■ Passage
++++++++++

I’m grateful for the God-given insight to look through the rain clouds toward the sunshine; to see the promise of buds on a huge camellia bush in the midst of winters chill and the faith to plant bulbs for next spring.
I’m grateful I still feel enough hope to buy green bananas.
I’m appreciative of the faith I have in the physician who is a prince/princess, in spite of all the frogs I’ve “kissed” along the way in my medical history.
I’m in awe of the many fantastic individuals I have met who travel along and survive the same road I travel, riddled with pot-holes, dangerous winding curves and faux dead ends.
I’m thankful each curve in the road is not a dead end but a change of direction with new hopes and possibilities.
I’m thankful for the immense Hand of God that is always there to lift me out of the gutter of my own depression.
I’m grateful for the lesson of living for today and only today as exemplified by innocent children, pure souls and all furry creatures with wet noses.
I’m thankful for the child who still lives within me to help me enjoy building blocks, play dough, crayons, water coloring on construction paper and a stick of glue with all of their inherent possibilities, limited only by imagination. I’m thankful for a Christmas full of red fake noses and fart putty for everyone.
I’m grateful for the laughter of a child when his/her mouth is spewed with a spray can of whipping crème. I’m also grateful for squirt guns, silly knock-knock jokes and all toys that walk, dance, chime, zoom, giggle, burp, “toot” beep or sing.
I’m grateful for the ability to climb a flight of stairs irrespective of the pain. It’s getting to the top that counts, as well as arriving at the bottom while still standing. The pain becomes unimportant if I can still function. Independent function is of prime importance.
I’m thankful for comfortable shoes, warm socks and a heating pad on a chilly day and night; as well as long silk underwear, soft sweaters and hooded jackets.
I’m thankful for a spouse who sees me with eyes of memory, love and acceptance; smattered with that always needed forgiveness.

++++++++++

(Collected data entries)
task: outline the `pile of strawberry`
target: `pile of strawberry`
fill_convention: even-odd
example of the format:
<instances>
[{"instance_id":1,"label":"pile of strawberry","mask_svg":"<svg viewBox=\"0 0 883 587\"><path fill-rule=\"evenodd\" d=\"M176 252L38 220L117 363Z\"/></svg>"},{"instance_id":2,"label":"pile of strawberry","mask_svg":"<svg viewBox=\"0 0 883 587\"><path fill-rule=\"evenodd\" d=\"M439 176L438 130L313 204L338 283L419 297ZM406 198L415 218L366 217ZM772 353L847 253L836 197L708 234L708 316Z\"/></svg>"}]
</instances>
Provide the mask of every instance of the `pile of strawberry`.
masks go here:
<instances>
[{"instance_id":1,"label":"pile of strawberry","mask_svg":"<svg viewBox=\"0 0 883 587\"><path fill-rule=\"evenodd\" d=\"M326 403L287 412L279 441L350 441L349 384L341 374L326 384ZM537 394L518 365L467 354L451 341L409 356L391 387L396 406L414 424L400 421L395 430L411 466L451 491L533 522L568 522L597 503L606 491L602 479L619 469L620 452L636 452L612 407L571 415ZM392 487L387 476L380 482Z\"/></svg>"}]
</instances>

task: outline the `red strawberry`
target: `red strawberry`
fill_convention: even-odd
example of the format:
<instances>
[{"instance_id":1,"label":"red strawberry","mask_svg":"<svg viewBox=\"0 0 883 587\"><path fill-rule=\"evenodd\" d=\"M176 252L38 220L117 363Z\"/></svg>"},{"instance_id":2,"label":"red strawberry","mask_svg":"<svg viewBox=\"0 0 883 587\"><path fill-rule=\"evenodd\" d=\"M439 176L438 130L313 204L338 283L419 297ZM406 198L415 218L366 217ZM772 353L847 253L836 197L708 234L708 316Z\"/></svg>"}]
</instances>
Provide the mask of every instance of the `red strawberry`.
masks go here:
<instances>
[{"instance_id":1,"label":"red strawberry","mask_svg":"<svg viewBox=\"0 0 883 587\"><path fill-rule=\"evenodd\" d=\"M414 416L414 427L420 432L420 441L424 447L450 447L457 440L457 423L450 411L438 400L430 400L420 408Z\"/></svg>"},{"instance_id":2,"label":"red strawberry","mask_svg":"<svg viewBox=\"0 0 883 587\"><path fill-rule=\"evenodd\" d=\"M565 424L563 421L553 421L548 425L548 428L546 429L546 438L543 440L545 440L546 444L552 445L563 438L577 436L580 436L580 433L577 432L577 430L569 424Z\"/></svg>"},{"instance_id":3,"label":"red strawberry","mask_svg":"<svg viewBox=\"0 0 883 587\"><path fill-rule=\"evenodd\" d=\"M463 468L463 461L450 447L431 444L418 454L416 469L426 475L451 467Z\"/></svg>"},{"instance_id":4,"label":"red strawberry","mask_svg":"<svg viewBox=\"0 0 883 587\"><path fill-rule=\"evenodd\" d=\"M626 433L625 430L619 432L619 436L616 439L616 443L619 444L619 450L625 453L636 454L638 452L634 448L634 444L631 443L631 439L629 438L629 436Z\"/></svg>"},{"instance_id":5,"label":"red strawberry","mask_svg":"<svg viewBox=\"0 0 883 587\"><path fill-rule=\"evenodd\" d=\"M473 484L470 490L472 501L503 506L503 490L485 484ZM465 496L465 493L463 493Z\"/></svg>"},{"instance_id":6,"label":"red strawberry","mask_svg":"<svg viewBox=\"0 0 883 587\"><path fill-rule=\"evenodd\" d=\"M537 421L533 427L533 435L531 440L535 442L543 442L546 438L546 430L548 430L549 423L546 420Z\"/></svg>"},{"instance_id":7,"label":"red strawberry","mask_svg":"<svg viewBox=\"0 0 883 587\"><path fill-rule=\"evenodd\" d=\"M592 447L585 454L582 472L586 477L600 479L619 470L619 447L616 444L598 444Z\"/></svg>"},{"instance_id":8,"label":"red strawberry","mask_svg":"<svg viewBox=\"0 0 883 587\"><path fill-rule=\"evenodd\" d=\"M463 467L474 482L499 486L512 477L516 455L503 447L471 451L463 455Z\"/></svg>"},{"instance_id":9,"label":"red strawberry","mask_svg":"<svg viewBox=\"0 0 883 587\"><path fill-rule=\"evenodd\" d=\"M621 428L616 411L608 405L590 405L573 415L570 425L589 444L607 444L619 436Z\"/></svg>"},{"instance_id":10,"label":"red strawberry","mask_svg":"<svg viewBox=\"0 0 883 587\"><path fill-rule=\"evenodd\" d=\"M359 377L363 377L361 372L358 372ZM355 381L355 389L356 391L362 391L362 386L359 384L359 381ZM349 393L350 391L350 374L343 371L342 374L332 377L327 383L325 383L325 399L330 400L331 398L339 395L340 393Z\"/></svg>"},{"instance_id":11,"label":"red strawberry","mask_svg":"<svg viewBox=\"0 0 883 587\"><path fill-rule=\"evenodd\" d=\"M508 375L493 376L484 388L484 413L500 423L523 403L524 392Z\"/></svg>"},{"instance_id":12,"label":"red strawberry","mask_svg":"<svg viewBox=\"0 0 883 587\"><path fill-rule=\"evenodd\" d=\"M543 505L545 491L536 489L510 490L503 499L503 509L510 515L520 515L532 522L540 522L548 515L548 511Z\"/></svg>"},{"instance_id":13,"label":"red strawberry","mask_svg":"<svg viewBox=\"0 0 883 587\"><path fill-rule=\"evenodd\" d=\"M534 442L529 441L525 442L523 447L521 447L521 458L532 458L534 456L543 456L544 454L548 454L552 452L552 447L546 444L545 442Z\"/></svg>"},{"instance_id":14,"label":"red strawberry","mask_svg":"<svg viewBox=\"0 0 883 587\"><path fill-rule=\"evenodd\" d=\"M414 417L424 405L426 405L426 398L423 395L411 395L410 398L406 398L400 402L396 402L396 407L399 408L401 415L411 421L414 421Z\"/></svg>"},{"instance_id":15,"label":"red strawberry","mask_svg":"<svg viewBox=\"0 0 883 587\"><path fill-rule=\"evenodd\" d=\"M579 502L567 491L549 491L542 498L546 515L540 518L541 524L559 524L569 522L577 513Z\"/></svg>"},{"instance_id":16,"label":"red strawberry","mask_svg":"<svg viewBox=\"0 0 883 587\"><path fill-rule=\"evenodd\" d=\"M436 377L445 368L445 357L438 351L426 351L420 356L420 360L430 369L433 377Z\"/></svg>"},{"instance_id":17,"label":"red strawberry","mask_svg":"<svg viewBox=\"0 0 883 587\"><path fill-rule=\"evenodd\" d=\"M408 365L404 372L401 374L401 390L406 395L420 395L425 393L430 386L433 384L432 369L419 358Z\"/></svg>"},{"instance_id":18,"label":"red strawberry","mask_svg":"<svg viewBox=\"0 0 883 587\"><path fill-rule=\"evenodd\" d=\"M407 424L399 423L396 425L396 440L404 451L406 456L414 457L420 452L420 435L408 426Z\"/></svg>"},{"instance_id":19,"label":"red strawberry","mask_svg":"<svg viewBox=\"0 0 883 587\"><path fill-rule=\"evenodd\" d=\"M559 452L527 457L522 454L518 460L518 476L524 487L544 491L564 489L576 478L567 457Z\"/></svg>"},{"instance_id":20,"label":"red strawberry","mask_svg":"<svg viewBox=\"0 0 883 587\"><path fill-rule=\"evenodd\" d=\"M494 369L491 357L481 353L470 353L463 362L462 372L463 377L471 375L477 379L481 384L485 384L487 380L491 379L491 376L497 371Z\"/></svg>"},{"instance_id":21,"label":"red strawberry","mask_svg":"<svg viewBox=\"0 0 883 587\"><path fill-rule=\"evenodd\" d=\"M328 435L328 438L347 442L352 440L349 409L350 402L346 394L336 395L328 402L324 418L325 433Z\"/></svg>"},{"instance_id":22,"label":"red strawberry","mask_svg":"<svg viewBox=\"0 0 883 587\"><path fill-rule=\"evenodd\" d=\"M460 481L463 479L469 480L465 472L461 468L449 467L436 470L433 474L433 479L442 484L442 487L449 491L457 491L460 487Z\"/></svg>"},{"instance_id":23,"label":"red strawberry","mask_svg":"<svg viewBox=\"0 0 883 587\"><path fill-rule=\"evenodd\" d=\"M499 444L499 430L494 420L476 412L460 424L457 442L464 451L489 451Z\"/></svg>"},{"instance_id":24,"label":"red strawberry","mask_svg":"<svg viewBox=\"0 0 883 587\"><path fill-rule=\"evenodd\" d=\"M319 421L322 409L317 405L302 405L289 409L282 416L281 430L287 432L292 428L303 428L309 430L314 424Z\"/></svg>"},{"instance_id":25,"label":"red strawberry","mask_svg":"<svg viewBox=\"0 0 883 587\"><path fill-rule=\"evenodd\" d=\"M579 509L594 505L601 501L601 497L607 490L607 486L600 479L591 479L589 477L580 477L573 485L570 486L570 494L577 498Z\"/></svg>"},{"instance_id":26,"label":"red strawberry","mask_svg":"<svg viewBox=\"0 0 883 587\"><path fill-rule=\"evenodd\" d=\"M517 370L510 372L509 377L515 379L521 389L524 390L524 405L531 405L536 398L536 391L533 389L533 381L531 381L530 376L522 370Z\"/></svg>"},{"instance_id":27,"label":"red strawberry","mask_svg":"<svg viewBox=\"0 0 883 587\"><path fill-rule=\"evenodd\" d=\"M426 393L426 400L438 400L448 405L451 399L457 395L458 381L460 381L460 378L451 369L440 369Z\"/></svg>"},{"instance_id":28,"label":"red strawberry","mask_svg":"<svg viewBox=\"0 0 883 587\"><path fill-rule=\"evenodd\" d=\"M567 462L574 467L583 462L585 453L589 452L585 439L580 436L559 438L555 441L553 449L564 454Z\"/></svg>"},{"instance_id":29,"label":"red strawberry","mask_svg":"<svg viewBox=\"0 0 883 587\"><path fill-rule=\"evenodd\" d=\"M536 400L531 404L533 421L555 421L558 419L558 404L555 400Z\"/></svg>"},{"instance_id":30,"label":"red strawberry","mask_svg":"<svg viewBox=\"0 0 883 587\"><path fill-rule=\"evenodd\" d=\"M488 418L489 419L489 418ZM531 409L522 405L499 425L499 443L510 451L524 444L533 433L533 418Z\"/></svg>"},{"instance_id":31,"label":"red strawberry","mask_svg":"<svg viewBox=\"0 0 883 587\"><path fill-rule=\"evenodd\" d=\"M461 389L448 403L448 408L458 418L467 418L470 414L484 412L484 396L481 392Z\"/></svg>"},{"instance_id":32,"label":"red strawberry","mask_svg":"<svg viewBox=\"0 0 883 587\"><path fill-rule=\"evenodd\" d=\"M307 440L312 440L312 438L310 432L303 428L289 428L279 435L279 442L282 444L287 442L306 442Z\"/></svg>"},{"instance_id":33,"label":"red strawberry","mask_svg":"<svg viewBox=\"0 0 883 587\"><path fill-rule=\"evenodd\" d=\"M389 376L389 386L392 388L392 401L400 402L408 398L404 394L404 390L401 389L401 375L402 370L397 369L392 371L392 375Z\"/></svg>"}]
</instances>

++++++++++

Write out the gratitude passage word for word, between "I’m in awe of" and "my own depression.", inclusive. The records play no part in what is required here.

I’m in awe of the many fantastic individuals I have met who travel along and survive the same road I travel, riddled with pot-holes, dangerous winding curves and faux dead ends.
I’m thankful each curve in the road is not a dead end but a change of direction with new hopes and possibilities.
I’m thankful for the immense Hand of God that is always there to lift me out of the gutter of my own depression.